[Start of Attachment]

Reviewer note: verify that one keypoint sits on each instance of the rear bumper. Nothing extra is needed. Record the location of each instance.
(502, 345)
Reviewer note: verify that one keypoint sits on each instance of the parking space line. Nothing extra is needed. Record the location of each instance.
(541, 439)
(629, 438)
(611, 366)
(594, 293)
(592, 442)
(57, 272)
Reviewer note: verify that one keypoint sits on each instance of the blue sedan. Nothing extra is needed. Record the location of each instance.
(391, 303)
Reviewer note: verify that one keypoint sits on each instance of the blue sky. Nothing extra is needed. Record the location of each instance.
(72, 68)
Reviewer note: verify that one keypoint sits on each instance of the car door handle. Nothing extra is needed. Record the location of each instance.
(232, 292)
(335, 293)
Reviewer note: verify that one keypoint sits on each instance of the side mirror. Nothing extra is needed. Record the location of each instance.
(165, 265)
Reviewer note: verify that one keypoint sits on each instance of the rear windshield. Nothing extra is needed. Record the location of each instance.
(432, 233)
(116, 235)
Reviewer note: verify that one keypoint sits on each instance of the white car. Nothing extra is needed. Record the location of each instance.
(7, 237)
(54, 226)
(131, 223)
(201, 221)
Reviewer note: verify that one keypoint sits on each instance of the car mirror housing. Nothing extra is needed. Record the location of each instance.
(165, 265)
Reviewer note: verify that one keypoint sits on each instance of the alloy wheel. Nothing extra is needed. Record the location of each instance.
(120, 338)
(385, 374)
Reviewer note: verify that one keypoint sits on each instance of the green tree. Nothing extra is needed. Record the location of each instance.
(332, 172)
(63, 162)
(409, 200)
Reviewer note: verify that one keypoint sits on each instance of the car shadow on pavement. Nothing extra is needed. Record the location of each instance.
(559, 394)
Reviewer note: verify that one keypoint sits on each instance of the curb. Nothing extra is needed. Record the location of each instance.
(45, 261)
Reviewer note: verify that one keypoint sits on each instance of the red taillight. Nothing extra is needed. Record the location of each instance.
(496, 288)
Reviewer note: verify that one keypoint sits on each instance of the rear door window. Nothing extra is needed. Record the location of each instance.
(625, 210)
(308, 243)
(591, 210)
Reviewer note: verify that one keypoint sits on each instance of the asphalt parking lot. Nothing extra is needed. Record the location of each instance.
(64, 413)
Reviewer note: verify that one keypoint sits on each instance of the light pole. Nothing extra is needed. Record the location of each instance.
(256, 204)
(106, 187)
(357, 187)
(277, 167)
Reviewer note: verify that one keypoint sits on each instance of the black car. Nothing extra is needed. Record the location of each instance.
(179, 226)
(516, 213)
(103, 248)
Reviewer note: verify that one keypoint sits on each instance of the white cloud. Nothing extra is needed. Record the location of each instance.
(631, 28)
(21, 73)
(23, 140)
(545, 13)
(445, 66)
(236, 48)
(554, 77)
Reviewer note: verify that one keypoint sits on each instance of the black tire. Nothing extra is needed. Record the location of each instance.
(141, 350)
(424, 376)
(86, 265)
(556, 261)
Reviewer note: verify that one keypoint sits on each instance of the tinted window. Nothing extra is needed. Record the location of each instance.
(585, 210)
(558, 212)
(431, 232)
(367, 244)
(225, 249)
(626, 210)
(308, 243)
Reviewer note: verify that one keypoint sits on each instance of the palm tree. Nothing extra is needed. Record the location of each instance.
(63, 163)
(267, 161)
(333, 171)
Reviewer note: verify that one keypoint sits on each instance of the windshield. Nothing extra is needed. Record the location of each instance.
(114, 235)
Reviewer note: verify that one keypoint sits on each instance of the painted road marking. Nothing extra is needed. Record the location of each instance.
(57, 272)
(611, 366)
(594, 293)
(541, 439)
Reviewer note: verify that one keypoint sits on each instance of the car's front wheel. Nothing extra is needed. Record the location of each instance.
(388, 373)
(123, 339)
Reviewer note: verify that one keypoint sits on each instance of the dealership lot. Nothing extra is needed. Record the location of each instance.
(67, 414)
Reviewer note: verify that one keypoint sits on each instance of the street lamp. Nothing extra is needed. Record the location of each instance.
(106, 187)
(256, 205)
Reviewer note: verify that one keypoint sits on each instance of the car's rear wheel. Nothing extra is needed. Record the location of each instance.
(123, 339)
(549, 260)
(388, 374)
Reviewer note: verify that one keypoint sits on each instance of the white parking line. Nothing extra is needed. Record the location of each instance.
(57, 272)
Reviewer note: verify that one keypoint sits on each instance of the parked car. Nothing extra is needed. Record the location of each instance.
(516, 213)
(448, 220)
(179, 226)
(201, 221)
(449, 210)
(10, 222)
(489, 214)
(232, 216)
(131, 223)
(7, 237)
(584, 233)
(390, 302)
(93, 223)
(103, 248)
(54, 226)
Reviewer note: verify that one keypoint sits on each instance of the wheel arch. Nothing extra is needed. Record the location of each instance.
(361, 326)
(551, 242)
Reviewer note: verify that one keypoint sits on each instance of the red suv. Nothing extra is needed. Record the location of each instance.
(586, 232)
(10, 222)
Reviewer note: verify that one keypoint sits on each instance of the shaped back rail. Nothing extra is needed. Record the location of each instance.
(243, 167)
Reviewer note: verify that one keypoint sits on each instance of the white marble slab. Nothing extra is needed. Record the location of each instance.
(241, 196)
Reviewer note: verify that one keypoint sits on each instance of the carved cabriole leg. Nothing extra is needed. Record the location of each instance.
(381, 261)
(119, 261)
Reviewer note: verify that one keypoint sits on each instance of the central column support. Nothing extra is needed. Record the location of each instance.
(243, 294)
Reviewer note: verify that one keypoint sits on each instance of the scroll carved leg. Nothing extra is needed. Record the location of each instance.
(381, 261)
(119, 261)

[End of Attachment]

Activity:
Without altering anything, print all of the data again.

The completed task:
Reviewer note: verify that one keypoint sits on each instance of the rear bumper. Nothing extra is needed. Record the location of each instance.
(502, 345)
Reviewer note: verify that one keypoint sits on each instance of the parking space line. Nothing extra is needed. Record the location of each instance.
(541, 439)
(629, 438)
(611, 366)
(594, 293)
(592, 442)
(57, 272)
Reviewer note: verify that one keypoint sits on each instance of the blue sedan. Nothing extra is needed. Record the location of each instance.
(391, 303)
Reviewer note: verify that one keypoint sits on each instance of the blue sky. Nothing extra is needed. Record the location of each instance.
(72, 68)
Reviewer note: verify that one keypoint sits on each instance of the car door handle. Nothing extra is needed. Record the location of each instance.
(232, 292)
(335, 293)
Reviewer note: verify that one keypoint sits on each instance of the side mirror. Nothing extra is needed. Record the location of each instance.
(165, 265)
Reviewer note: verify that one keypoint sits on each instance of the rear windshield. Nothing extra is needed. Record the location of each instance.
(432, 233)
(116, 235)
Reviewer note: verify that one keypoint sits on each instance of the white car. Nothing extra is needed. Record the location of each instance.
(7, 237)
(54, 226)
(131, 223)
(201, 221)
Reviewer note: verify that one keypoint sits on each instance of the car mirror housing. Nothing extra is needed. Record the location of each instance.
(165, 265)
Reviewer note: verify that one keypoint sits on each instance of the alloy wheel. Nothing extra is needed. Record the location of each instance.
(120, 338)
(385, 374)
Reviewer note: verify that one keypoint sits on each instance of the green tree. Nothing extra is needed. Record the location of each instance.
(332, 172)
(63, 162)
(409, 200)
Reviewer note: verify that one keypoint sits on each instance of the car shadow on pavement. Nothing extra is needed. Record the location of each instance.
(559, 394)
Reviewer note: verify that one keypoint sits on each instance of the curb. Nothing extra is needed. Record the location of each instance.
(45, 261)
Reviewer note: verify that one keypoint sits on each instance of the red taillight. Nothing extra is needed. Record the location of each instance.
(496, 288)
Reviewer note: verify that one keypoint sits on each instance of the rear door window. Nothing extra is needed. Record the location of each instance.
(625, 210)
(308, 243)
(591, 210)
Reviewer note: verify that one keypoint sits on each instance of the asphalt parking lot. Nothing extra is needed. Record the location of each instance.
(64, 413)
Reviewer note: verify that one keypoint sits on each instance of the light pole. Nothing extra is needed. Record the location of each instance.
(256, 204)
(106, 187)
(357, 187)
(277, 167)
Reviewer note: verify that one keypoint sits on each instance of the black car. Nothing extra is needed. Record the location of each instance.
(179, 226)
(516, 213)
(103, 248)
Reviewer note: verify that one keypoint sits on each instance of the white cloud. Nothing extra is needed. Record the location of each instance.
(631, 28)
(21, 73)
(23, 140)
(545, 13)
(445, 66)
(236, 48)
(554, 77)
Reviewer note: verify that one keypoint sits on each instance of the black tire. Nothing extra is needed. Record the location of each instance.
(141, 350)
(424, 376)
(86, 265)
(556, 261)
Reviewer note: verify that one keypoint sits on each instance of the tinted window. Nothing extra is needed. Record the location of each instance.
(585, 210)
(558, 212)
(431, 232)
(367, 244)
(225, 249)
(626, 210)
(308, 243)
Reviewer note: verify that one keypoint sits on each instance of the palm tree. Nothing extra is needed. Record the location of each instance.
(63, 163)
(267, 161)
(333, 171)
Reviewer note: verify that one keypoint sits on each instance of the windshield. Nothing extra is needed. Record the location of each instance.
(114, 235)
Reviewer note: verify that one keypoint sits on each instance of the painted road marking. Nothing extra is needed. Record the location of each instance.
(57, 272)
(611, 366)
(594, 293)
(541, 439)
Reviewer note: verify that one keypoint sits on each instance of the car's front wheel. Nothing extra is needed. Record the location of each instance.
(388, 373)
(123, 339)
Reviewer note: verify that one keypoint sits on each instance of the dealership lot. Nothing extra is needed. Record the location of each instance.
(67, 414)
Reviewer note: verify that one keypoint sits on each instance of the street lamp. Nothing extra is needed. Record the location of each instance.
(106, 187)
(256, 205)
Reviewer note: verify that one keypoint sits on each instance of the car's rear wheel. Nothing extra is needed. Record the location of each instance.
(123, 339)
(549, 260)
(388, 374)
Reviewer note: verify that one keypoint sits on each instance of the white parking line. Nothing extra is needed. Record the location of each instance.
(57, 272)
Reviewer note: verify that one keypoint sits on each instance of the parked car. Nothing extra is needed. Record the location of each instance.
(516, 213)
(448, 220)
(179, 226)
(201, 221)
(449, 210)
(10, 222)
(489, 214)
(232, 216)
(131, 223)
(7, 237)
(584, 233)
(390, 302)
(93, 223)
(103, 248)
(54, 226)
Reviewer note: verify that one keypoint sits on each instance of the wheel arch. Nothing extra is needed. Record the location of each instance.
(361, 326)
(551, 242)
Reviewer note: verify that one keypoint sits on each instance of the red suv. Nothing extra is needed. Record the location of each instance.
(586, 232)
(10, 222)
Reviewer note: verify that one keypoint sits on each instance of the shaped back rail. Nothing extra is needed. Record the location of each instance.
(243, 167)
Reviewer note: verify that one keypoint sits on each instance of the white marble slab. Nothing extra is needed. Record the location of each instance.
(241, 196)
Reviewer note: verify that one keypoint sits on each instance of the carved cabriole leg. Nothing extra is needed. Record the location of each instance.
(381, 261)
(119, 261)
Reviewer note: verify that one keypoint sits on each instance of the central column support. Nothing extra is needed. Record the location of each instance.
(243, 294)
Reviewer note: verify that one keypoint sits on each instance of the scroll carved leg. Nothing extra is needed. Record the location of each instance.
(381, 261)
(119, 261)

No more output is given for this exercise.